**Problem details**
Reproduce the entries word for word, and omit any picture you find in them.

----------

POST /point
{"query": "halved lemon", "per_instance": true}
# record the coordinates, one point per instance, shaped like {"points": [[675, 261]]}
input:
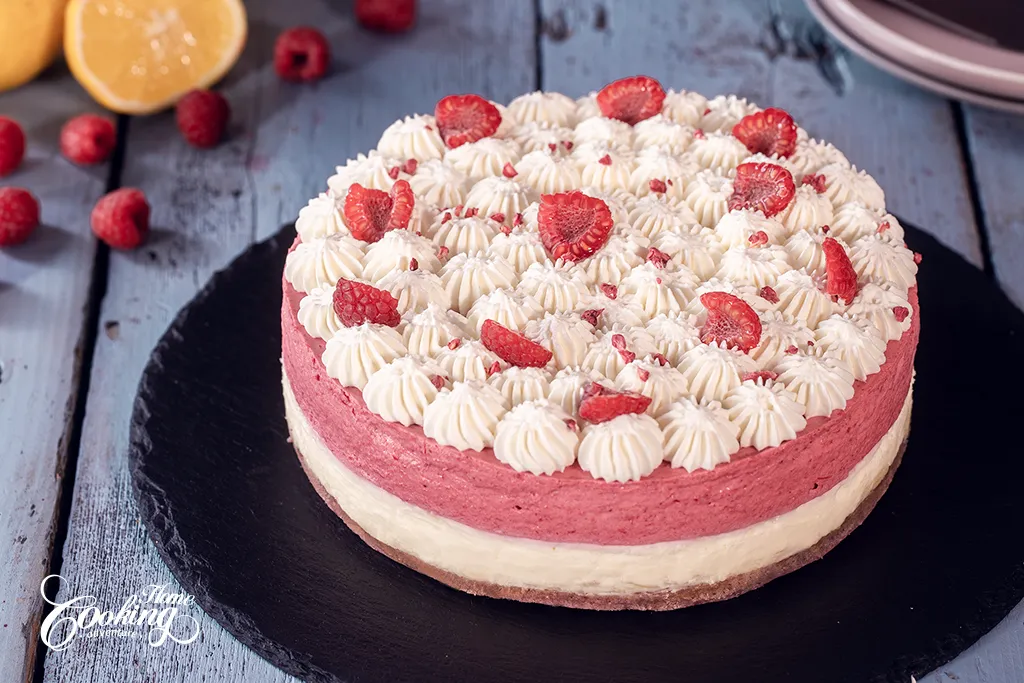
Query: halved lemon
{"points": [[139, 56]]}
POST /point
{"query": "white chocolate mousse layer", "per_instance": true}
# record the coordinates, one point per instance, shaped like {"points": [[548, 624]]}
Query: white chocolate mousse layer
{"points": [[590, 568]]}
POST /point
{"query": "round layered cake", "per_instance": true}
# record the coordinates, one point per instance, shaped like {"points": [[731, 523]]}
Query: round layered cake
{"points": [[640, 349]]}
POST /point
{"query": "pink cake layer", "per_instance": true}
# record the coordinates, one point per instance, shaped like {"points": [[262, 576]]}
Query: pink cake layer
{"points": [[473, 487]]}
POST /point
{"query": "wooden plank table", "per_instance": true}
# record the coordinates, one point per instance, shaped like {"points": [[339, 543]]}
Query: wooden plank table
{"points": [[960, 184]]}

----------

**Answer space**
POST /point
{"query": "halved lemon", "per_instance": true}
# record the coordinates, one point per instance, shaped like {"points": [[675, 261]]}
input:
Query: halved lemon
{"points": [[139, 56]]}
POST /point
{"query": "white chocolate mousse layer", "per_instance": true}
# record the coordinates, one point per instance, shaped like {"points": [[548, 624]]}
Query: white chocolate mousse layer
{"points": [[590, 568]]}
POST /point
{"query": "round layered cake", "per_instance": true}
# record the coordinates, one point per instance, shaped like {"points": [[731, 523]]}
Query: round layered cake
{"points": [[640, 349]]}
POST /point
{"query": "pink cake layer", "per_instance": true}
# record the coordinates, one point per instance, shaped like {"points": [[262, 576]]}
Query: pink cake layer
{"points": [[473, 487]]}
POST /point
{"query": "wooden plank table", "per_instance": true}
# record the coordinates, one point per instance, shaped like {"points": [[339, 543]]}
Query: wooden plank table
{"points": [[960, 184]]}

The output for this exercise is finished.